TEXT SHOWN –
•••
Sean Christopherson <[email protected]> writes:

> On Mon, Aug 23, 2021, Alexander Shishkin wrote:
>
>> Signed-off-by: Alexander Shishkin <[email protected]>
>> Fixes: ff9d07a0e7ce7 ("KVM: Implement perf callbacks for guest sampling")
>
> This should be another clue that the fix isn't correct.
> That patch is from 2010,

Right, this should have been 8479e04e7d6b1 ("KVM: x86: Inject PMI for
KVM guest") instead.

> Intel PT was announced in 2013 and merged in 2019.

Technically, 2019 is when kvm started breaking host PT.

> This is not remotely correct. vmx.c's "pt_mode", which is queried via this path,
> is modified by hardware_setup(), a.k.a. kvm_x86_ops.hardware_setup(), which runs
> _after_ this code. And as alluded to above, these are generic perf callbacks,
> installing them if and only if Intel PT is enabled in a specific mode completely
> breaks "regular" perf.

I see your point, the callchain code will catch fire.

> I'll post a small series, there's a bit of code massage needed to fix this
> properly. The PMI handler can also be optimized to avoid a retpoline when PT is
> not exposed to the guest.

The actual PMU handler also needs to know that kvm won't be needing it
so it can call the regular PT handler.

One could unset cbs->handle_intel_pt_intr() or one could have it return
different things depending on whether it was actually taken in kvm. But
both are rather disgusting.

Regards,
--
Alex
•••
JOBS –
- a) Translate this sentence from the mailing-list reply into Spanish: "The actual PMU handler also needs to know that kvm won't be needing it so it can call the regular PT handler."
- b) Echo the part of the mailing-list reply that starts at "Sean Christopherson <[email protected]>" and ends at "merged in 2019.".

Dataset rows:
•••
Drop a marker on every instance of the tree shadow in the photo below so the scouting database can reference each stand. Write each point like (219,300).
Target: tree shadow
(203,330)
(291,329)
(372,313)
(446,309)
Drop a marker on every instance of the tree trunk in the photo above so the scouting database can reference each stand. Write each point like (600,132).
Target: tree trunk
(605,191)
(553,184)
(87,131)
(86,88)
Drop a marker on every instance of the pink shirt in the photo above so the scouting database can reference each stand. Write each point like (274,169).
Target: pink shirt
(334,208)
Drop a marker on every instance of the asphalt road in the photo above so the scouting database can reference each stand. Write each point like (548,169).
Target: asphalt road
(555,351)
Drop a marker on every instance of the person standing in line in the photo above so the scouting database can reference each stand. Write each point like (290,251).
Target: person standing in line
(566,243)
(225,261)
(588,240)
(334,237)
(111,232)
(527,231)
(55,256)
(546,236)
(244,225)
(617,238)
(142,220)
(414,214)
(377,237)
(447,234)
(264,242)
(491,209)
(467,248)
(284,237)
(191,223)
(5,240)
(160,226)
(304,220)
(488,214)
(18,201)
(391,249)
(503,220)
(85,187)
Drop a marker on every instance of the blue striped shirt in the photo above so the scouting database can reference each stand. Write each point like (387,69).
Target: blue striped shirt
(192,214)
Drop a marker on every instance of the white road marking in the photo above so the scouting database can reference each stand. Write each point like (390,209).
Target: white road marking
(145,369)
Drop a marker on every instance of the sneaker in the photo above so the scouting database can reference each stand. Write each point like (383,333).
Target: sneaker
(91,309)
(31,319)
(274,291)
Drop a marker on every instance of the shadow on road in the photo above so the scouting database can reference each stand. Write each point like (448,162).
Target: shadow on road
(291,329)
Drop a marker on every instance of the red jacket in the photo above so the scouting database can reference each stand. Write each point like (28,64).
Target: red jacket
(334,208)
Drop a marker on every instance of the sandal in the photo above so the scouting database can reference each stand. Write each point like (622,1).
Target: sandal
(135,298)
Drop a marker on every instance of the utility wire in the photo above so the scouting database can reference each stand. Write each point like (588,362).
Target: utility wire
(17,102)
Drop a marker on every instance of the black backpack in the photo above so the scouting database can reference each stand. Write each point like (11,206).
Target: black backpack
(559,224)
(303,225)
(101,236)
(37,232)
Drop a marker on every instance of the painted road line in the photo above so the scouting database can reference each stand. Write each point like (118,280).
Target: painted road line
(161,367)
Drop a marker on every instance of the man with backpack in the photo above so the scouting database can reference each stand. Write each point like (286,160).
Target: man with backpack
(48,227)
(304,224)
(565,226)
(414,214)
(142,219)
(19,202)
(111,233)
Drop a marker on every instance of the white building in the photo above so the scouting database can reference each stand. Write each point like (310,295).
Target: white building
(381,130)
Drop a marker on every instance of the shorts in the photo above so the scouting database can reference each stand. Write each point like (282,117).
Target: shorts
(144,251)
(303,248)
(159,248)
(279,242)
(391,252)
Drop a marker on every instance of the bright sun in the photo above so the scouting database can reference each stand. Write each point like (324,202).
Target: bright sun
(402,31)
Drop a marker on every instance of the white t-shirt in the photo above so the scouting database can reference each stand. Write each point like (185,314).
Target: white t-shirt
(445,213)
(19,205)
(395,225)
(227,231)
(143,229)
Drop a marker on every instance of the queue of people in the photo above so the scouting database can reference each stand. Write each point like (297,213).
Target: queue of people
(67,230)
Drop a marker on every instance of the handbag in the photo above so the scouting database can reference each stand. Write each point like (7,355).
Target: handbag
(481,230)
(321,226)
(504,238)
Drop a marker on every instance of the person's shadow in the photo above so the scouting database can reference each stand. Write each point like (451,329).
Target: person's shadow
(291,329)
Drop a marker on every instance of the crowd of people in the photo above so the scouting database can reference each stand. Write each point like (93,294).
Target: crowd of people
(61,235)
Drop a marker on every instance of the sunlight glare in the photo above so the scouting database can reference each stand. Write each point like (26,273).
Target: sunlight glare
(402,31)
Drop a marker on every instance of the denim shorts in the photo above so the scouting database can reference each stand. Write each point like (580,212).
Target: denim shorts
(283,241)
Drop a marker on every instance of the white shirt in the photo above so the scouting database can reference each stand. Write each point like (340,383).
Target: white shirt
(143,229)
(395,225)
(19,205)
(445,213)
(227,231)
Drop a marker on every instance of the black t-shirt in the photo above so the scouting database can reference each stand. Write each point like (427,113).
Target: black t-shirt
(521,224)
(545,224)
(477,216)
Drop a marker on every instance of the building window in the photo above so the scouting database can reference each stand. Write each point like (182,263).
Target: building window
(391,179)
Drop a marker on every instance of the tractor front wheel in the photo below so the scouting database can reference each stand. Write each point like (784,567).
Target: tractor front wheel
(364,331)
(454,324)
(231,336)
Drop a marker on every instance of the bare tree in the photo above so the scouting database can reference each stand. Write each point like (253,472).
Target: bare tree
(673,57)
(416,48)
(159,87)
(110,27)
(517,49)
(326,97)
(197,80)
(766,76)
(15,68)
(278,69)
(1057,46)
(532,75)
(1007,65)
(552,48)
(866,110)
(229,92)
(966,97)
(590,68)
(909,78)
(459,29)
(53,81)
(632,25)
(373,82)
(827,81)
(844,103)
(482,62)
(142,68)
•••
ANSWERS PER TASK –
- a) El controlador de PMU propiamente dicho también necesita saber que kvm no lo va a necesitar, para que pueda llamar al controlador de PT normal.

- b)
Sean Christopherson <[email protected]> writes:

> On Mon, Aug 23, 2021, Alexander Shishkin wrote:
>
>> Signed-off-by: Alexander Shishkin <[email protected]>
>> Fixes: ff9d07a0e7ce7 ("KVM: Implement perf callbacks for guest sampling")
>
> This should be another clue that the fix isn't correct.
> That patch is from 2010,

Right, this should have been 8479e04e7d6b1 ("KVM: x86: Inject PMI for
KVM guest") instead.

> Intel PT was announced in 2013 and merged in 2019.